• **Problem details**
The answer must be every record below, repeated exactly.

• **Records**

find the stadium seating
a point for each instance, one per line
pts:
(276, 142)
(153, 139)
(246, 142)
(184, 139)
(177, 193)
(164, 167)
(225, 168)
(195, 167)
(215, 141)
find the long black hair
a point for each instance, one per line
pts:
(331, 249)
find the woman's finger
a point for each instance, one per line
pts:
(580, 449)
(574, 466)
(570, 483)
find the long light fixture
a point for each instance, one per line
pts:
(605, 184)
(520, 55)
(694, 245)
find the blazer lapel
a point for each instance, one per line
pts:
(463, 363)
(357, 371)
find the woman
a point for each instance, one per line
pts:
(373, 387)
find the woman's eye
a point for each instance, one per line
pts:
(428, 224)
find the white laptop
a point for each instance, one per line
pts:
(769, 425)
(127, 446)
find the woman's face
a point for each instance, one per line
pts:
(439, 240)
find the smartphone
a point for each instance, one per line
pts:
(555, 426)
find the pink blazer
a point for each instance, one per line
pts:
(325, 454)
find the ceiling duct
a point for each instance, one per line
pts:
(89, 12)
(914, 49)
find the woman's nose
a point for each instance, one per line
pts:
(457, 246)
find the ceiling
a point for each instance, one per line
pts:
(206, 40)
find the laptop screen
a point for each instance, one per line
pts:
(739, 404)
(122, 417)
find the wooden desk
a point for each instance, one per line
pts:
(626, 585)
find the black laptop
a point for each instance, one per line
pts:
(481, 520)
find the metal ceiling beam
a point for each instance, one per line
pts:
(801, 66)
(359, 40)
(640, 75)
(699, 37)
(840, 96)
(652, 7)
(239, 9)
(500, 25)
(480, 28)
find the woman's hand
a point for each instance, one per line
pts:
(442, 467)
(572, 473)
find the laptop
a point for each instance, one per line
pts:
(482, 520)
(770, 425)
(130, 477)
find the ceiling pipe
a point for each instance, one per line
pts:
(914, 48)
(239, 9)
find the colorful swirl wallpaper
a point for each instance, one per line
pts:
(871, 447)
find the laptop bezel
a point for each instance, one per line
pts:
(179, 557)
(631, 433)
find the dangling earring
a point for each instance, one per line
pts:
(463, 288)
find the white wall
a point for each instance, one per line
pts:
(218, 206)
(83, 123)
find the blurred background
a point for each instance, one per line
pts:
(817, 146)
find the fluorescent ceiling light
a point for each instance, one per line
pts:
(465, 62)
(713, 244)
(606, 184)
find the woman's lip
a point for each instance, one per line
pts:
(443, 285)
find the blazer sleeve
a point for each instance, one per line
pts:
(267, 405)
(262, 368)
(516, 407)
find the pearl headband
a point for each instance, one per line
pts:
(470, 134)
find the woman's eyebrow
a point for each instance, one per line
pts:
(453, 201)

• **Solved problem**
find the stadium seating
a point for each instance, one per line
pts:
(276, 142)
(153, 139)
(246, 142)
(184, 139)
(177, 193)
(164, 167)
(225, 168)
(195, 167)
(215, 141)
find the long black hair
a point for each instance, one per line
pts:
(331, 249)
find the woman's finger
a point for each instance, one per line
pts:
(580, 449)
(574, 466)
(570, 483)
find the long light fixture
a point for each instance, one per line
pts:
(605, 184)
(520, 55)
(694, 245)
find the blazer lapel
a point for each instance, one per line
pts:
(463, 363)
(357, 371)
find the woman
a point for each instance, one per line
pts:
(373, 387)
find the woman's eye
a point for each instance, one per line
pts:
(428, 224)
find the white laptop
a point for each instance, one per line
pts:
(769, 425)
(127, 446)
find the woman's face
a point for each instance, one per line
pts:
(439, 240)
find the smartphone
a point for each instance, one per line
pts:
(555, 426)
find the pink blazer
a point for each instance, one per line
pts:
(325, 454)
find the ceiling duct
a point for each instance, one per line
pts:
(89, 12)
(914, 49)
find the woman's nose
a point for each instance, one per line
pts:
(457, 246)
find the ceiling
a point for each instance, one per line
pts:
(206, 40)
find the laptop screen
a point for each instance, one per line
pts:
(739, 404)
(122, 417)
find the wooden desk
a point for each instance, one per line
pts:
(626, 585)
find the black laptop
a point for each instance, one per line
pts:
(481, 520)
find the metal ceiling beam
a point for each instance, one per line
pts:
(801, 66)
(359, 40)
(640, 75)
(699, 37)
(840, 96)
(652, 7)
(239, 9)
(500, 25)
(480, 28)
find the woman's hand
a point for each instance, one per line
pts:
(442, 467)
(572, 473)
find the laptop
a point for each instance, one per line
pts:
(482, 520)
(770, 425)
(130, 477)
find the ceiling pipe
a point for each instance, one per line
pts:
(914, 48)
(239, 9)
find the colorful swirl wallpaper
a point for each instance, one per line
pts:
(871, 447)
find the laptop bezel
a point for each instance, one per line
pts:
(179, 557)
(631, 433)
find the dangling earring
a point for each instance, one per line
pts:
(463, 288)
find the white wall
a point for each instance, one per line
pts:
(218, 206)
(83, 123)
find the blurred background
a point for each instance, one per line
pts:
(817, 146)
find the fluorescent ceiling light
a point for each instance, one per line
pts:
(465, 62)
(713, 244)
(606, 184)
find the woman's lip
a point for each instance, one per line
pts:
(443, 285)
find the blazer sleeve
a point for each instance, one per line
pts:
(267, 405)
(262, 368)
(516, 407)
find the pearl headband
a point for each instance, one per line
pts:
(470, 134)
find the woman's eyebrow
a point for each instance, one per line
pts:
(453, 201)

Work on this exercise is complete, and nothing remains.